- WRITTEN TASK:
Reproduce verbatim, in its entirety, the passage below on the 66% Rule for timing Bitcoin purchases.

- PROVIDED TEXT:
Bitcoin is notorious for its volatility. One month it’s carving out new all‐time highs, and a few months later it can be down 30%, 40%, or even more. This feast‐or‐famine price action has led many investors to wonder: Is there a way to “time” BTC buys so you get more for your money, without trying to day‐trade a notoriously unpredictable market?
One interesting approach is what we’ll call the “66% Rule.” In essence, you only buy BTC during months when its price is trading at 66% (or less) of its prior all‐time high. If the price is above that threshold, you simply wait. The idea: You only invest when you’re getting a “two‐thirds sale” (or better) relative to that peak price.
Below, we’ll explore three strategies side by side:
We’ll walk through how these played out historically (from mid‐2018 through early 2025) using actual monthly BTC data. You’ll see each strategy’s ultimate “bottom line”—the total BTC accumulated, the total amount invested, and the hypothetical final value if Bitcoin trades around $101k at the start of 2025 (as in our spreadsheet).
The 66% threshold is somewhat arbitrary, yet it reflects a major drawdown off the all‐time high. Bitcoin has historically seen drawdowns of 50%–80% or more during bear markets. For many market participants, accumulating BTC near those lower bands is attractive: they believe that as the cycle continues, BTC will eventually surpass old highs in the next bull run, making purchases at 66% or less of the ATH historically quite profitable.

- SOURCE DATA:

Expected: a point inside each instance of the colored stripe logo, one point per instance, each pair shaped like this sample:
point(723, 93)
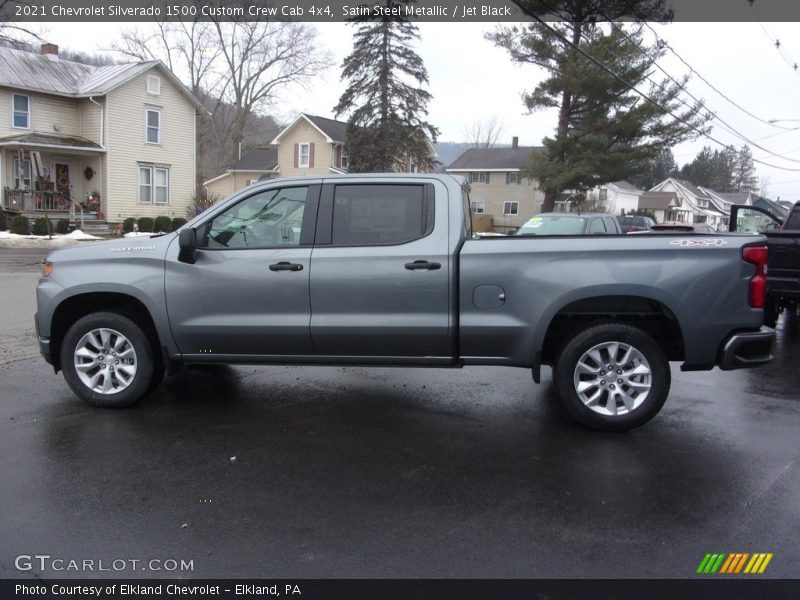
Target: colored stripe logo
point(734, 563)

- FULL RESPONSE:
Bitcoin is notorious for its volatility. One month it’s carving out new all‐time highs, and a few months later it can be down 30%, 40%, or even more. This feast‐or‐famine price action has led many investors to wonder: Is there a way to “time” BTC buys so you get more for your money, without trying to day‐trade a notoriously unpredictable market?
One interesting approach is what we’ll call the “66% Rule.” In essence, you only buy BTC during months when its price is trading at 66% (or less) of its prior all‐time high. If the price is above that threshold, you simply wait. The idea: You only invest when you’re getting a “two‐thirds sale” (or better) relative to that peak price.
Below, we’ll explore three strategies side by side:
We’ll walk through how these played out historically (from mid‐2018 through early 2025) using actual monthly BTC data. You’ll see each strategy’s ultimate “bottom line”—the total BTC accumulated, the total amount invested, and the hypothetical final value if Bitcoin trades around $101k at the start of 2025 (as in our spreadsheet).
The 66% threshold is somewhat arbitrary, yet it reflects a major drawdown off the all‐time high. Bitcoin has historically seen drawdowns of 50%–80% or more during bear markets. For many market participants, accumulating BTC near those lower bands is attractive: they believe that as the cycle continues, BTC will eventually surpass old highs in the next bull run, making purchases at 66% or less of the ATH historically quite profitable.